Hydration for the Homeless
Chamberlain alumna Claire French, far left, said Hydration for the Homeless was her proudest moment as a student nurse.

Without a cool space to rest or readily-available water to drink, the homeless population is especially vulnerable to heat-related illness or death when temperatures start to rise.

In 2009, Claire French learned this first-hand from a patient during a psych clinical rotation.
Her patient was homeless, and described how difficult it was to sleep through the hot summer months in Arizona. The pavement never cooled down, and would burn you even in the middle of the night, he said. French recognized that the intense heat could also have an effect on the man’s medications.

“Patients on psych meds dehydrate much faster, and the effects of their psych meds can be impacted by dehydration,” said French, a member of the Class of 2010. “It just struck me that this was a really good cause to become involved with.”

French rallied her Chamberlain College of Nursing classmates at the Phoenix campus, and together they collected 2,200 bottles of water for an event they named “Hydration for the Homeless.”

The students drove a truck to the area around Lodestar Day Resource Center, which works to end homelessness. They walked the streets, handing out water, and gave the remaining bottles to the Center. While some students were nervous at first, everyone was glowing from their good work by the end of the day, French said.

“It was a great opportunity for students to go outside their comfort level and come face-to-face with a less fortunate population,” she said.

The event has grown since its launch, with approximately 6,000 bottles of water collected and distributed last year. Organizers expect the event to grow even larger this year, and have added protein bars and flip-flops to the items they will distribute.

French, now an emergency nurse at Phoenix Children’s Hospital, said she is thrilled that students have continued to embrace the cause.

“It’s amazing that we’re able to meet a need that is so vital,” French said. “It’s an opportunity to serve the community and that’s what being a nurse is all about.”

§ Entries supplied:

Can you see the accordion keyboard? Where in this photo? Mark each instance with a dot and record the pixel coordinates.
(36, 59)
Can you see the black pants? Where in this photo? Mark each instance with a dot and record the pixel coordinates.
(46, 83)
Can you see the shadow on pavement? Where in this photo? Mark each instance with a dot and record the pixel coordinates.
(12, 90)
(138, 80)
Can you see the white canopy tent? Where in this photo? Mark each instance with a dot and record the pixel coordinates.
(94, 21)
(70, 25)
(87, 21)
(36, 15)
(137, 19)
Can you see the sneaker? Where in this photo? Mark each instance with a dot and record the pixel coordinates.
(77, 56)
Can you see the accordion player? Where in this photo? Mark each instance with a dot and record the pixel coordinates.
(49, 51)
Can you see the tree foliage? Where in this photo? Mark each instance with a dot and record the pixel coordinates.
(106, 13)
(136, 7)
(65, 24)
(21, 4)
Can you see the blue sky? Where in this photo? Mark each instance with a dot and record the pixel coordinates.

§ Directions:
(A) Which figures written in digits appear in the Hydration for the Homeless article? List all of them.
(B) Can you update the Hydration for the Homeless article by giving the stretch from "The students drove" through "embrace the cause." again, with "truck" replaced by "van"?

§ Answers by item:
(A) 2009, 2010, 2,200, 6,000

(B)
The students drove a van to the area around Lodestar Day Resource Center, which works to end homelessness. They walked the streets, handing out water, and gave the remaining bottles to the Center. While some students were nervous at first, everyone was glowing from their good work by the end of the day, French said.

“It was a great opportunity for students to go outside their comfort level and come face-to-face with a less fortunate population,” she said.

The event has grown since its launch, with approximately 6,000 bottles of water collected and distributed last year. Organizers expect the event to grow even larger this year, and have added protein bars and flip-flops to the items they will distribute.

French, now an emergency nurse at Phoenix Children’s Hospital, said she is thrilled that students have continued to embrace the cause.